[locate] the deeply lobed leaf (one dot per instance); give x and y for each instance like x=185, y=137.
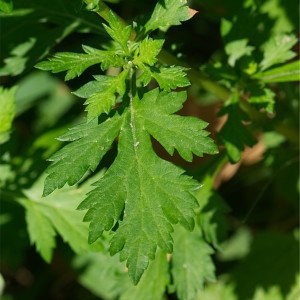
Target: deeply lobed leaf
x=90, y=142
x=167, y=13
x=118, y=32
x=74, y=63
x=101, y=93
x=149, y=193
x=277, y=50
x=192, y=264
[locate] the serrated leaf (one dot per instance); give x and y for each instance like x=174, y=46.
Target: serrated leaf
x=168, y=78
x=118, y=32
x=148, y=187
x=164, y=127
x=40, y=229
x=74, y=63
x=56, y=214
x=147, y=52
x=285, y=73
x=101, y=93
x=277, y=50
x=7, y=111
x=151, y=193
x=153, y=284
x=168, y=13
x=191, y=264
x=234, y=134
x=90, y=142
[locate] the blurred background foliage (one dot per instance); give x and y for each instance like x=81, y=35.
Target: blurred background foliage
x=256, y=241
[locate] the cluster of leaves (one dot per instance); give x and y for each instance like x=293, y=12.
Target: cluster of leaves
x=163, y=223
x=140, y=195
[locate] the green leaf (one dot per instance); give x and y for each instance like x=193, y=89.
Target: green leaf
x=151, y=193
x=102, y=274
x=191, y=264
x=46, y=217
x=153, y=284
x=74, y=63
x=234, y=134
x=237, y=49
x=277, y=50
x=147, y=51
x=164, y=127
x=118, y=32
x=7, y=111
x=90, y=142
x=101, y=93
x=168, y=13
x=211, y=213
x=287, y=72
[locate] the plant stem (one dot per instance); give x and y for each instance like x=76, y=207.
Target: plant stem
x=195, y=76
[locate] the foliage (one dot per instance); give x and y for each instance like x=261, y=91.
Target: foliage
x=124, y=209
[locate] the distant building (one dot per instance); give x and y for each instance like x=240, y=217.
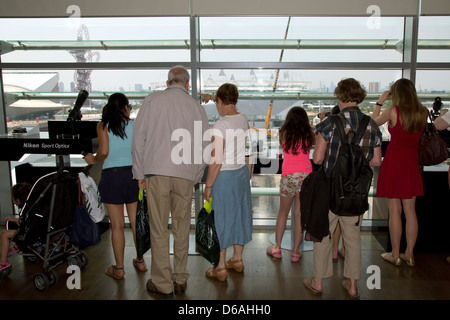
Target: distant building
x=374, y=87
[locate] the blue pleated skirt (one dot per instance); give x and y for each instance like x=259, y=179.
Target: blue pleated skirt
x=232, y=204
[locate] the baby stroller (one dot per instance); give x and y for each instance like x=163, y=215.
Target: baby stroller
x=45, y=224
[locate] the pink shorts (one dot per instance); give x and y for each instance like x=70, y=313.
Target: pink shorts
x=292, y=183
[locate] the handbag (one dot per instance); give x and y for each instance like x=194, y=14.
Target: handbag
x=432, y=148
x=315, y=197
x=206, y=240
x=84, y=232
x=143, y=243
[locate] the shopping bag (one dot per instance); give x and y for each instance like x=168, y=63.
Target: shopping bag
x=84, y=232
x=206, y=240
x=143, y=243
x=93, y=203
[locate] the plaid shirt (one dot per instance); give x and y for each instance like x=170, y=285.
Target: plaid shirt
x=370, y=139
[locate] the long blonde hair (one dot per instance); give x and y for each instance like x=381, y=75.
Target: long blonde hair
x=413, y=115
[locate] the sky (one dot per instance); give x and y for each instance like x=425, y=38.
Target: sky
x=232, y=28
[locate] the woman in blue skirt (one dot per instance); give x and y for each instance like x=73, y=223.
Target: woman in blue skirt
x=228, y=181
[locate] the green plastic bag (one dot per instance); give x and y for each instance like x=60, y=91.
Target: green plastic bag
x=143, y=243
x=206, y=240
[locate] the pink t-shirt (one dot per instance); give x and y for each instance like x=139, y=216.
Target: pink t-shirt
x=295, y=163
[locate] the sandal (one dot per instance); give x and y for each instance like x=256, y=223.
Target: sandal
x=308, y=283
x=409, y=261
x=275, y=254
x=5, y=265
x=232, y=264
x=110, y=271
x=214, y=273
x=387, y=256
x=137, y=264
x=295, y=257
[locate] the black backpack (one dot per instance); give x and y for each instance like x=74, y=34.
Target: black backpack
x=352, y=175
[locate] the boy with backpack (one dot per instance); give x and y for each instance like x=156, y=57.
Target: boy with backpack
x=346, y=183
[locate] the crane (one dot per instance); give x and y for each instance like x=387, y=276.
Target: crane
x=269, y=110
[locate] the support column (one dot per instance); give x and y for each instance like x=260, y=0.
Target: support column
x=6, y=205
x=410, y=39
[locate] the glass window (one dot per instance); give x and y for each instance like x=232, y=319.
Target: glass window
x=317, y=39
x=119, y=31
x=434, y=31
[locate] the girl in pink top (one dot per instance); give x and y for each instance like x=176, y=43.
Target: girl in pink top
x=296, y=139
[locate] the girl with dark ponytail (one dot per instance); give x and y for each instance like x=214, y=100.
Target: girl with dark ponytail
x=117, y=186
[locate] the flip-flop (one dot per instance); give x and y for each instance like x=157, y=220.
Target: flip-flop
x=110, y=272
x=308, y=283
x=136, y=264
x=275, y=254
x=295, y=257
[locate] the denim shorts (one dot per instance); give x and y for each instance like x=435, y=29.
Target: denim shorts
x=117, y=186
x=292, y=183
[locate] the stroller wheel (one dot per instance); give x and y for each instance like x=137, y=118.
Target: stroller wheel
x=32, y=258
x=5, y=272
x=52, y=277
x=83, y=258
x=41, y=281
x=74, y=261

- - -

◆ GOAL OF THE EXERCISE:
Return the material word for word. Pictures are not part of the copy.

◆ ANSWER BOX:
[locate] the deeply lobed leaf (one dot per instance); give x and y for each instance like x=185, y=137.
Target: deeply lobed leaf
x=90, y=142
x=167, y=13
x=118, y=32
x=74, y=63
x=101, y=93
x=149, y=193
x=277, y=50
x=192, y=264
[locate] the serrated leaf (one dot per instance); give x and y for each instance like x=174, y=46.
Target: serrated leaf
x=168, y=78
x=118, y=32
x=148, y=187
x=164, y=127
x=40, y=229
x=74, y=63
x=56, y=214
x=147, y=52
x=285, y=73
x=101, y=93
x=277, y=50
x=7, y=111
x=151, y=193
x=153, y=284
x=168, y=13
x=191, y=264
x=234, y=134
x=90, y=142
[locate] the blurred background foliage (one dot per instance); give x and y for each instance like x=81, y=35.
Target: blurred background foliage
x=256, y=241
[locate] the cluster of leaves (one dot per instance); give x and y for each instance like x=293, y=12.
Target: cluster of leaves
x=163, y=223
x=140, y=195
[locate] the green leaf (one dot per instance); give x and y for each instance like x=193, y=89.
Target: green leaf
x=151, y=193
x=102, y=274
x=191, y=264
x=46, y=217
x=153, y=284
x=74, y=63
x=234, y=134
x=237, y=49
x=277, y=50
x=147, y=51
x=164, y=127
x=118, y=32
x=7, y=111
x=90, y=142
x=101, y=93
x=168, y=13
x=211, y=213
x=287, y=72
[locate] the plant stem (one dot per instance); give x and y for each instance like x=76, y=207.
Target: plant stem
x=195, y=76
[locate] the foliage (one dot per instance); give x and y for each instance like x=261, y=91.
Target: foliage
x=124, y=209
[locate] the distant building (one dot per instance); give x and y for each instance like x=240, y=217.
Target: distant building
x=374, y=87
[locate] the blue pleated skirt (one dot per instance); give x and y for each instance like x=259, y=179.
Target: blue pleated skirt
x=232, y=204
[locate] the baby stroller (one dot per instance); give x and y for each instance like x=163, y=215.
Target: baby stroller
x=45, y=224
[locate] the pink shorts (one dot per instance); give x and y for each instance like x=70, y=313.
Target: pink shorts
x=292, y=183
[locate] the handbag (one dot per instance); give x and y for each instance like x=194, y=14.
Target: handbag
x=432, y=148
x=315, y=197
x=206, y=240
x=84, y=232
x=143, y=243
[locate] the shopping bag (one dot per instance); give x and y for each instance like x=168, y=63.
Target: shopping bag
x=84, y=232
x=206, y=240
x=143, y=243
x=93, y=203
[locate] the plaid shirt (one dot per instance); give x and y for each instance like x=170, y=285.
Target: plaid shirt
x=370, y=139
[locate] the long blonde hair (one dot per instance); give x and y for each instance like x=381, y=75.
Target: long blonde hair
x=413, y=115
[locate] the sky (one dot per instance); give x and y for each instance like x=425, y=38.
Target: sky
x=232, y=28
[locate] the woman in blue skirt (one dot per instance); give x and y for each instance like x=73, y=223.
Target: woman in blue skirt
x=228, y=181
[locate] the green plastic bag (one dot per instance); give x and y for each instance like x=60, y=91.
Target: green plastic bag
x=143, y=243
x=206, y=240
[locate] the pink t-shirt (one dot per instance); give x and y for each instance like x=139, y=216.
Target: pink t-shirt
x=295, y=163
[locate] the sandal (one dot per instance); give x and y for each instance like x=256, y=223.
Target: sandal
x=308, y=283
x=409, y=261
x=275, y=254
x=5, y=265
x=232, y=264
x=110, y=271
x=214, y=273
x=387, y=256
x=137, y=264
x=295, y=257
[locate] the black backpack (one dot per instance); give x and y for each instance like x=74, y=34.
Target: black backpack
x=352, y=175
[locate] the boy with backpack (one dot per instance); give x and y for each instance like x=156, y=57.
Target: boy with backpack
x=346, y=183
[locate] the crane (one dot per instance); give x and y for each instance like x=387, y=276.
Target: crane
x=269, y=110
[locate] the support column (one dot per instance); give x and y for each instance like x=260, y=0.
Target: support column
x=6, y=205
x=410, y=39
[locate] the glass window (one dot per instance); give x and y for each instance like x=232, y=319.
Target: glass window
x=317, y=39
x=119, y=31
x=434, y=31
[locate] the girl in pink top (one dot per instance); give x and y for each instance like x=176, y=43.
Target: girl in pink top
x=296, y=139
[locate] the girl with dark ponytail (one dot per instance); give x and y for each instance like x=214, y=100.
Target: girl with dark ponytail
x=117, y=186
[locate] the flip-flop (one dot per instance); give x and y for each instance like x=157, y=220.
Target: flip-flop
x=110, y=272
x=308, y=283
x=136, y=264
x=275, y=254
x=295, y=257
[locate] the denim shorts (one dot per instance); give x and y for each instance like x=435, y=29.
Target: denim shorts
x=117, y=186
x=292, y=183
[locate] the stroller wheel (one dot per instance); give x and y for each instance like x=137, y=118.
Target: stroller wheel
x=32, y=258
x=5, y=272
x=52, y=277
x=83, y=258
x=41, y=281
x=74, y=261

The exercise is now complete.